Collected data:
****************************************
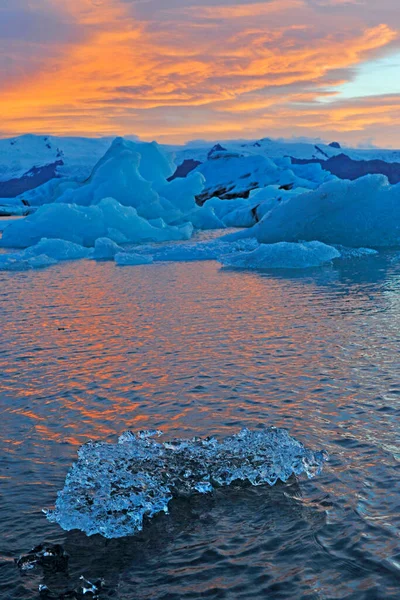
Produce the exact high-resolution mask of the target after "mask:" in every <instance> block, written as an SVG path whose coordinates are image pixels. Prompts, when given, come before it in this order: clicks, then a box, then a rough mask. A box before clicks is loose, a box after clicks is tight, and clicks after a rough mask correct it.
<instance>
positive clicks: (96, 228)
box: [1, 204, 105, 248]
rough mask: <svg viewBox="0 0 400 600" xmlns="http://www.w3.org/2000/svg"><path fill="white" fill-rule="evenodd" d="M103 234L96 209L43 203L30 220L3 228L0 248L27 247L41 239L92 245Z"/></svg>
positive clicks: (19, 222) (95, 206)
mask: <svg viewBox="0 0 400 600" xmlns="http://www.w3.org/2000/svg"><path fill="white" fill-rule="evenodd" d="M104 235H105V224H104V215H103V212H102V210H101V209H100V208H99V207H98V206H90V207H87V208H86V207H83V206H77V205H73V204H71V205H69V204H45V205H44V206H41V207H39V208H38V210H37V211H36V212H35V213H34V214H32V215H29V217H26V218H25V219H21V220H19V221H14V222H13V223H11V224H10V225H9V226H8V227H6V229H5V230H4V232H3V238H2V240H1V245H2V246H5V247H9V248H26V247H28V246H33V245H34V244H37V243H38V242H39V241H40V240H41V239H42V238H53V239H62V240H67V241H69V242H74V243H76V244H80V245H82V246H93V244H94V241H95V240H96V239H97V238H99V237H103V236H104Z"/></svg>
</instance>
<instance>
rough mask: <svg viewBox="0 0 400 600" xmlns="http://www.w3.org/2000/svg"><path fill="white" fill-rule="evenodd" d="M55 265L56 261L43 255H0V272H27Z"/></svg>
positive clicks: (20, 254)
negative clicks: (22, 271) (6, 271)
mask: <svg viewBox="0 0 400 600" xmlns="http://www.w3.org/2000/svg"><path fill="white" fill-rule="evenodd" d="M55 264H57V261H56V260H55V259H54V258H50V257H49V256H46V255H45V254H41V255H39V256H29V255H28V256H27V255H26V254H25V253H24V252H18V253H17V252H16V253H13V254H0V271H29V270H30V269H43V268H44V267H50V266H52V265H55Z"/></svg>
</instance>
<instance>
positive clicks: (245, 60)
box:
****************************************
**Description of the task**
Every entry above needs to be retyped exactly; drop the pictures.

**Exercise response**
Produce the exact high-resolution mask of the target after "mask:" in every <instance> block, written as an SVG path whose coordinates are image pixels. Prompts, when given, come before it in this order: clicks, then a box, then a rough mask. A box before clicks is loose, a box after clicks is tight, and clicks after a rough mask correct it.
<instance>
positive clicks: (96, 228)
box: [1, 204, 105, 248]
rough mask: <svg viewBox="0 0 400 600" xmlns="http://www.w3.org/2000/svg"><path fill="white" fill-rule="evenodd" d="M103 234L96 209L43 203L30 220L3 228L0 248L27 247L41 239L92 245Z"/></svg>
positive clicks: (19, 222) (95, 206)
mask: <svg viewBox="0 0 400 600" xmlns="http://www.w3.org/2000/svg"><path fill="white" fill-rule="evenodd" d="M104 235H105V224H104V215H103V212H102V210H101V209H100V208H99V207H98V206H90V207H87V208H86V207H83V206H77V205H73V204H71V205H69V204H45V205H44V206H41V207H39V208H38V210H37V211H36V212H35V213H34V214H32V215H29V217H26V218H25V219H21V220H19V221H14V222H13V223H11V224H10V225H9V226H8V227H6V229H5V230H4V232H3V238H2V240H1V245H2V246H5V247H9V248H26V247H28V246H33V245H34V244H37V243H38V242H39V241H40V240H41V239H42V238H53V239H62V240H67V241H69V242H74V243H76V244H80V245H82V246H93V244H94V241H95V240H96V239H97V238H99V237H103V236H104Z"/></svg>
</instance>
<instance>
rough mask: <svg viewBox="0 0 400 600" xmlns="http://www.w3.org/2000/svg"><path fill="white" fill-rule="evenodd" d="M55 265L56 261L43 255H0V272H27Z"/></svg>
positive clicks: (20, 254)
negative clicks: (22, 271) (6, 271)
mask: <svg viewBox="0 0 400 600" xmlns="http://www.w3.org/2000/svg"><path fill="white" fill-rule="evenodd" d="M55 264H57V261H56V260H55V259H54V258H50V257H49V256H46V255H45V254H41V255H39V256H29V255H28V256H27V255H26V254H25V253H24V252H18V253H17V252H16V253H13V254H0V271H29V270H30V269H43V268H44V267H50V266H52V265H55Z"/></svg>
</instance>
<instance>
positive clicks: (245, 60)
box:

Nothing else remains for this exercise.